Among the entries below, find the lines with "road" and copy them.
*** Block opens ***
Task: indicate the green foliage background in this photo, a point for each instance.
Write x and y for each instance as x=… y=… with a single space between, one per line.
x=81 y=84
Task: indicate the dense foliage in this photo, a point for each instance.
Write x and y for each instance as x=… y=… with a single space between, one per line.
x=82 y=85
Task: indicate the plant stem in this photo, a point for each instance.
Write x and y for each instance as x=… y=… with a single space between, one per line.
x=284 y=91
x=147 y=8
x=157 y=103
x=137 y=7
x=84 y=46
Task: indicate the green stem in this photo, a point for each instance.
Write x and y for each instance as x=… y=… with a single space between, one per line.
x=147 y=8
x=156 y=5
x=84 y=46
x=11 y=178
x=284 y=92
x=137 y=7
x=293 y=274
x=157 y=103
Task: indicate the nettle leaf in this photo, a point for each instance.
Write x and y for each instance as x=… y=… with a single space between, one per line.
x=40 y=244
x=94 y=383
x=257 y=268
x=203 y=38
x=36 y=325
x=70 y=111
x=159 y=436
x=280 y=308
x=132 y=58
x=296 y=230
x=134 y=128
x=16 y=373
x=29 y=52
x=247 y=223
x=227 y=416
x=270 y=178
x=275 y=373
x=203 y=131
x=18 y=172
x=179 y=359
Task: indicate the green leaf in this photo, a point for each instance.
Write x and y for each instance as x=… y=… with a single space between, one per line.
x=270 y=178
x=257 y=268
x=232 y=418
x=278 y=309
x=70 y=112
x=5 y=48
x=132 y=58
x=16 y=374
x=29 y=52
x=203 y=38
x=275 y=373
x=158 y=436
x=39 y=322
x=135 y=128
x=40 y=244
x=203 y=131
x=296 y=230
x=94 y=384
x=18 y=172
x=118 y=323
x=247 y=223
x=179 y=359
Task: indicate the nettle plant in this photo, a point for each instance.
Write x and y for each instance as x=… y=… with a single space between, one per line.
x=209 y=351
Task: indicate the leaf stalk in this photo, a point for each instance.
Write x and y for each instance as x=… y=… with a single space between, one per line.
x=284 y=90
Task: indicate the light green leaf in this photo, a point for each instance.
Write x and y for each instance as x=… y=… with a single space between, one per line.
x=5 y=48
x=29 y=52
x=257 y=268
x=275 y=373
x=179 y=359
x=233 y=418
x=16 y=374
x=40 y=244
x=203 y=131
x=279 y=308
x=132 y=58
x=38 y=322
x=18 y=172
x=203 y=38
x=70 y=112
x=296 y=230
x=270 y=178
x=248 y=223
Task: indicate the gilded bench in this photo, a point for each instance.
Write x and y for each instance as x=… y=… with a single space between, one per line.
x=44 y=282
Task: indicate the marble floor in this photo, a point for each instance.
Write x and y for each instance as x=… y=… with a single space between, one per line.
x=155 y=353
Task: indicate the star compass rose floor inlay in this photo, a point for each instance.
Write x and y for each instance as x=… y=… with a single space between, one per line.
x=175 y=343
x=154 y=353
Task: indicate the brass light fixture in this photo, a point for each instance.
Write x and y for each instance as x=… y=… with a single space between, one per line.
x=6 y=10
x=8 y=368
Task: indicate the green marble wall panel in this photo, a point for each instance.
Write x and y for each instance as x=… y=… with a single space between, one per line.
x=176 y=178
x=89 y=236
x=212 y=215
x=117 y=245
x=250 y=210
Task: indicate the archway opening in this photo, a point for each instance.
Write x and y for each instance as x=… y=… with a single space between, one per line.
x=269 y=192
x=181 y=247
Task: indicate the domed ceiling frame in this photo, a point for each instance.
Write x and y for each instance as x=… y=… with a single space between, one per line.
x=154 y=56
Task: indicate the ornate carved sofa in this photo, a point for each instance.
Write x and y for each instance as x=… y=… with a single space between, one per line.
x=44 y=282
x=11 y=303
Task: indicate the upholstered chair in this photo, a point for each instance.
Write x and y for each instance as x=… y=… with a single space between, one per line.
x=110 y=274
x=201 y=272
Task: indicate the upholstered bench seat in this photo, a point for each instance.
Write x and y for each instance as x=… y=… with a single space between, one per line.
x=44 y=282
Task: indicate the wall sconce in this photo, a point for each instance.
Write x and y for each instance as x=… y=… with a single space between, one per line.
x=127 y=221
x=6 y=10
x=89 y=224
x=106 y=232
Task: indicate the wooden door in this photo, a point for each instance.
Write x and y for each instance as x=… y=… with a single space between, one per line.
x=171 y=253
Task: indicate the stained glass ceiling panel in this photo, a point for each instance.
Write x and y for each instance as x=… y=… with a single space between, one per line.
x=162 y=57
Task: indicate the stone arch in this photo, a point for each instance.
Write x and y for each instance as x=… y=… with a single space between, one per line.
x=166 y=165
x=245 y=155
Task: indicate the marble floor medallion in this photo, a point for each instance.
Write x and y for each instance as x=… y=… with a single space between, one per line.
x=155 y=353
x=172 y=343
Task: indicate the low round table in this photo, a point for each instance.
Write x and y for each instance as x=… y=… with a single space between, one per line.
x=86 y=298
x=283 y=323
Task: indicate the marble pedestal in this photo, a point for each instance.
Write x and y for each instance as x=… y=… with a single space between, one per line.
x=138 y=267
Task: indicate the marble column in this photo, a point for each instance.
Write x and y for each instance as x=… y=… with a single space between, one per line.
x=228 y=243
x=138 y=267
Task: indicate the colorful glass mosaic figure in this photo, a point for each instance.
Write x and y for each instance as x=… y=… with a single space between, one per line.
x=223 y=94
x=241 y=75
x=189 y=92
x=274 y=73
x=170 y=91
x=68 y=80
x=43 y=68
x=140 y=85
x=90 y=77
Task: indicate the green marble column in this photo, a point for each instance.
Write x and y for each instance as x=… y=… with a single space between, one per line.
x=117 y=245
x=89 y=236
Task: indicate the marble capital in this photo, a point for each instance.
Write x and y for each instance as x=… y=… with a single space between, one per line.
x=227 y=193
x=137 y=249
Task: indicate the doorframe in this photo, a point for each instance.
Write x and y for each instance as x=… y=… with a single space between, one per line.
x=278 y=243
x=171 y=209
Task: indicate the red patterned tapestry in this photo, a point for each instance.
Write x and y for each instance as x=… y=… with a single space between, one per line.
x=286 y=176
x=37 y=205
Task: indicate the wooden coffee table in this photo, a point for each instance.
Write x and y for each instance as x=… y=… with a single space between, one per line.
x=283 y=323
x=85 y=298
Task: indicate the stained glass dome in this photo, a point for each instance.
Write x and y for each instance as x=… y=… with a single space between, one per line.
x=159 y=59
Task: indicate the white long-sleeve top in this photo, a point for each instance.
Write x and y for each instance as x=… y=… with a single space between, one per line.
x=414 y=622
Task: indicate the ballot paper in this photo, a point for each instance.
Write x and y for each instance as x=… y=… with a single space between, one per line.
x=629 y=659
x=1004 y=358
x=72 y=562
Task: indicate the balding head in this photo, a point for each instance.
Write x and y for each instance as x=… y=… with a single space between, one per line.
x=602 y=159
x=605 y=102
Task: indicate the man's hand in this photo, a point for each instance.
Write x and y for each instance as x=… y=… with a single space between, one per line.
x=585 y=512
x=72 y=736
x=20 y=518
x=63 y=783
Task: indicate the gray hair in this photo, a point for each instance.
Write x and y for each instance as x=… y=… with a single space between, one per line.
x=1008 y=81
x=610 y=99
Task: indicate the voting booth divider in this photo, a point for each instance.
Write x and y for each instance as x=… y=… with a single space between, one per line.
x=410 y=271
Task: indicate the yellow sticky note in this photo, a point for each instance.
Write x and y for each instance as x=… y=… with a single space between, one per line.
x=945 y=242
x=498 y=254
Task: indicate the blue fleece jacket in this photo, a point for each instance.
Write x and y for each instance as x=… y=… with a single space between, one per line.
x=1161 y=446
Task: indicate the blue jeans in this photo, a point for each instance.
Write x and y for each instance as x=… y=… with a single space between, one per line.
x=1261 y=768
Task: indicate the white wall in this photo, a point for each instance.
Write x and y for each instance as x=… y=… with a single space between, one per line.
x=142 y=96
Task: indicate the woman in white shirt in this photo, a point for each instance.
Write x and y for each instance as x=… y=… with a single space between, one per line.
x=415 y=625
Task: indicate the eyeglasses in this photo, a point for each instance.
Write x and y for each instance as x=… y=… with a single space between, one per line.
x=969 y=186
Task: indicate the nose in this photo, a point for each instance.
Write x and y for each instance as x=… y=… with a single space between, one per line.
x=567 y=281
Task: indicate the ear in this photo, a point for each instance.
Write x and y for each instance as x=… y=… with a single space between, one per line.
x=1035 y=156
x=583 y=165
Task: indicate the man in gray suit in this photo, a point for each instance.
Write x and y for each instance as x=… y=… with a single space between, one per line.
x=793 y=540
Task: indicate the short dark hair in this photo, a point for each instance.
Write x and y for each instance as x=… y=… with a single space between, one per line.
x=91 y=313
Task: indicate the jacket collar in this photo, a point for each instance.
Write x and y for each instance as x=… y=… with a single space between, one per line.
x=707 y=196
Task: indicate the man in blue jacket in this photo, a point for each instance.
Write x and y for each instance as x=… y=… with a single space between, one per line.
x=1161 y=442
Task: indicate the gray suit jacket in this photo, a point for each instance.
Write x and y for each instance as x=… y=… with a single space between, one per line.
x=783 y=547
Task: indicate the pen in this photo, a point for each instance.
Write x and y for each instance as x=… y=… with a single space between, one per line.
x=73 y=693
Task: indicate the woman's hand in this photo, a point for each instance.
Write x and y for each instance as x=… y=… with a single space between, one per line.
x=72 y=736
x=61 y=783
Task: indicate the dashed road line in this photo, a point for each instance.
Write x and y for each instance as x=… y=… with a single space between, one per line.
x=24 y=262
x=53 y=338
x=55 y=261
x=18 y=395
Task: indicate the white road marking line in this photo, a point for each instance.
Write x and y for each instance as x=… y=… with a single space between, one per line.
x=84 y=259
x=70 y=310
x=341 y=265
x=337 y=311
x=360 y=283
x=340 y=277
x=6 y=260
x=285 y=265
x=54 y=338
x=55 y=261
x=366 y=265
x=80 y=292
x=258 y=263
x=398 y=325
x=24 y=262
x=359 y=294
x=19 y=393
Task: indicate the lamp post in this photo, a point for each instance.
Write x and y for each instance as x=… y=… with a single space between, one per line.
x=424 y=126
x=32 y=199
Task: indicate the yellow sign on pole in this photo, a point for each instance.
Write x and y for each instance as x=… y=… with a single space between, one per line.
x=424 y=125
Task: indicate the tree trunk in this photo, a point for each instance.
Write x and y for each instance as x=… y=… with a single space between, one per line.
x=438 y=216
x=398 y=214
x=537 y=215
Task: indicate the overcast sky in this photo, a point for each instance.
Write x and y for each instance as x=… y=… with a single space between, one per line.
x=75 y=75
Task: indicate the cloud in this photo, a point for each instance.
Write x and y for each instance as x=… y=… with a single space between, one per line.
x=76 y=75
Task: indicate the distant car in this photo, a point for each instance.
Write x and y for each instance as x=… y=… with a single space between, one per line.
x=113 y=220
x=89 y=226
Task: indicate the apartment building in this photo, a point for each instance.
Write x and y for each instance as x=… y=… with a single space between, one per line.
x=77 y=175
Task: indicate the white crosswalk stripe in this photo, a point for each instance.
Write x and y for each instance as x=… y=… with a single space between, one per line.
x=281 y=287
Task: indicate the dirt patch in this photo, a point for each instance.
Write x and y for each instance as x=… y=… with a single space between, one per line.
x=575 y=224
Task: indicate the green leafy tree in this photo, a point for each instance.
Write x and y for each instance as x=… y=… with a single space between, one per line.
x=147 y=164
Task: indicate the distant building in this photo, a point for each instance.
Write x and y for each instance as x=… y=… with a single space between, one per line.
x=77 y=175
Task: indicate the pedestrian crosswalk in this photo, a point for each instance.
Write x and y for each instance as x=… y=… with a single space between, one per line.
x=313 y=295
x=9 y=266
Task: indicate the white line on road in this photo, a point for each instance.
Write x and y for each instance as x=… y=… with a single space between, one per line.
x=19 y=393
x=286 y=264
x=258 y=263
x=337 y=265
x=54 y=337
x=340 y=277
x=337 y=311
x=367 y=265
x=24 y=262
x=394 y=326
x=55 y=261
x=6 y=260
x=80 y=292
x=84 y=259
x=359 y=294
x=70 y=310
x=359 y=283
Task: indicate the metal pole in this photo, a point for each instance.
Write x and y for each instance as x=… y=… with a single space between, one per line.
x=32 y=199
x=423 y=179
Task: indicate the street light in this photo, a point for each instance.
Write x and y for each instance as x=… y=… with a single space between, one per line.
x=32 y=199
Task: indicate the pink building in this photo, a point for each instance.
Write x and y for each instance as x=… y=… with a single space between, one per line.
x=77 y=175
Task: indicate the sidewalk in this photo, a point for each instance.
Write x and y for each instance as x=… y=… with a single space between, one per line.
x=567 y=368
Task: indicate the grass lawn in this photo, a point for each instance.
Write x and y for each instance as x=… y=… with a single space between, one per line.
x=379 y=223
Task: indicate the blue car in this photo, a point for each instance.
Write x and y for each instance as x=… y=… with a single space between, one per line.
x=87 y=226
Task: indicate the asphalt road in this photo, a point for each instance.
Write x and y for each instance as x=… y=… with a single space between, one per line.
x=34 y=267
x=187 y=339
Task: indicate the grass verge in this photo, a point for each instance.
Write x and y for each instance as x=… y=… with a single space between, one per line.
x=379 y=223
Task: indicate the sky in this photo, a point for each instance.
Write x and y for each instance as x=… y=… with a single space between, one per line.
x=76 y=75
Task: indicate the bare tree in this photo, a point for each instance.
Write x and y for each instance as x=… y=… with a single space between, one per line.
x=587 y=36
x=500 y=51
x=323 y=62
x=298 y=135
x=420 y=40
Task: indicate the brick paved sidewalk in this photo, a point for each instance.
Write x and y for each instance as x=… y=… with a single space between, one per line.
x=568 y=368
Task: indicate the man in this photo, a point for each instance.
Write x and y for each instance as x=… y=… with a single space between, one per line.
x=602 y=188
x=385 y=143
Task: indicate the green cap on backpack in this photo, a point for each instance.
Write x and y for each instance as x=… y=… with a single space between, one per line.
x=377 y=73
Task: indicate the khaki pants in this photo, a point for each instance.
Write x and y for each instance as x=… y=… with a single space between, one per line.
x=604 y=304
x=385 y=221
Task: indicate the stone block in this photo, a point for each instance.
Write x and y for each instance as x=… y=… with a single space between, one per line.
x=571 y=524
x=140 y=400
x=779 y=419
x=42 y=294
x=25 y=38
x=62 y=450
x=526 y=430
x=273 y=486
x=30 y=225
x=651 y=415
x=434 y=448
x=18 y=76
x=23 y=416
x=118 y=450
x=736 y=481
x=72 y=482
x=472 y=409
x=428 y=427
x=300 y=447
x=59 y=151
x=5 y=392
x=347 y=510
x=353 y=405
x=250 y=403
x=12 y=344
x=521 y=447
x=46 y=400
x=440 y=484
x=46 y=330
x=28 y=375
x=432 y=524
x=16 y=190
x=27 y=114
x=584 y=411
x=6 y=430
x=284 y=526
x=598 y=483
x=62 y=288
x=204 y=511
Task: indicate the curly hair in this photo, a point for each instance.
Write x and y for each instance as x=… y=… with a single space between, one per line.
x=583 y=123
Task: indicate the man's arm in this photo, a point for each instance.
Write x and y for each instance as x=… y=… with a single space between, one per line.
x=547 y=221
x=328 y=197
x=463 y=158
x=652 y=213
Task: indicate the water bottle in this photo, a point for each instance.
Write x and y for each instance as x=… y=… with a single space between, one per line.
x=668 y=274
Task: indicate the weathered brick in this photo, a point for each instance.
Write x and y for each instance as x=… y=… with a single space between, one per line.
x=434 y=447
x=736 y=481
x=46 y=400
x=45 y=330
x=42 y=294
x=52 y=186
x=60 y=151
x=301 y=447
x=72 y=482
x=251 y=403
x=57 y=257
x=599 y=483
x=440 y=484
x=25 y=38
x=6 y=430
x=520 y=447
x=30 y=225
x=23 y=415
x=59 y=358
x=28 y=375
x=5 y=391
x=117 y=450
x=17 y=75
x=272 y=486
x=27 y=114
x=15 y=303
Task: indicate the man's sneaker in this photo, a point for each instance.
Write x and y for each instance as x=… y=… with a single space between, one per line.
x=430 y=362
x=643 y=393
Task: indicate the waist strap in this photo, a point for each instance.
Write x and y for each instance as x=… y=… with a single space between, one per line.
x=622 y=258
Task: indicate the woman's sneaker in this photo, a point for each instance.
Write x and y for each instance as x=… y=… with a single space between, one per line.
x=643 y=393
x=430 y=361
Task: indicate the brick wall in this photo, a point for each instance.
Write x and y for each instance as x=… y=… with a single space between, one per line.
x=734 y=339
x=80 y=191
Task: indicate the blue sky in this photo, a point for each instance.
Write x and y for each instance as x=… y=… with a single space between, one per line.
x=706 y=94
*** Block closes ***
Task answer:
Task: indicate the dashed road line in this photo, a point for each instance.
Task: indicate the white road marking line in this photo, a point for each instance.
Task: indicate the white line on road in this photo, a point for each instance.
Task: indicate the asphalt road in this photo, a point for each instance.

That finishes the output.